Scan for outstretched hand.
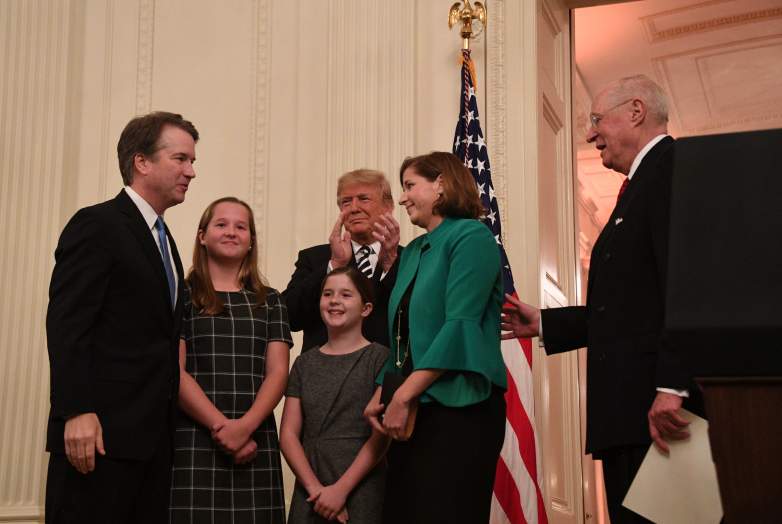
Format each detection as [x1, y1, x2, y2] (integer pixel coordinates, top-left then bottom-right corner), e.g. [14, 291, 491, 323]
[329, 210, 353, 269]
[63, 413, 106, 474]
[500, 293, 540, 340]
[647, 391, 690, 455]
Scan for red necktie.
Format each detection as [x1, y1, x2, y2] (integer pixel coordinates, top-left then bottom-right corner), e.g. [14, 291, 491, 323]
[616, 177, 630, 204]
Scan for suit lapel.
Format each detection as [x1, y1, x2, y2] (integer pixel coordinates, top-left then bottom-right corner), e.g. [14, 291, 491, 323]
[114, 191, 173, 314]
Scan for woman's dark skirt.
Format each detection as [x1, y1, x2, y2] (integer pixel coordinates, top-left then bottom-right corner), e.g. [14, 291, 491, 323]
[383, 387, 505, 524]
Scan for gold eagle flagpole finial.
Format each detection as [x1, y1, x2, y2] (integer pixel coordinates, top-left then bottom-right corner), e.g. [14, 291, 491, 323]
[448, 0, 486, 49]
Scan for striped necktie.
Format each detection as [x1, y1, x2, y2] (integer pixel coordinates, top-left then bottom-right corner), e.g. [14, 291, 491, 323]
[356, 246, 373, 278]
[155, 216, 176, 308]
[616, 178, 630, 204]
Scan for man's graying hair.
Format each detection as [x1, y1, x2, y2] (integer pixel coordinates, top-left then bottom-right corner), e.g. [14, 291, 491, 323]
[608, 75, 668, 124]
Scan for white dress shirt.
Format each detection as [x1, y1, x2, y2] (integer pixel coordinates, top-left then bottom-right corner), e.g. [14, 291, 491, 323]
[125, 186, 179, 304]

◆ **Directive**
Reproduce the stretch from the line containing "Scan for man's graying hair." through the end of the material, swapping "white dress shirt" for "pale dress shirt" and keeping every other part unchanged. Give only those lines.

◆ **Written response**
Scan for man's graying hair.
Format each detection as [x1, y1, x2, y2] (integer pixel coordinates, top-left then bottom-right corner), e.g. [14, 291, 491, 323]
[608, 75, 668, 124]
Scan for pale dress shirt.
Format each detection as [x1, y1, x2, y2] (integer pixel coordinates, top-left then bottom-right corner), e.g. [14, 291, 491, 323]
[125, 186, 179, 304]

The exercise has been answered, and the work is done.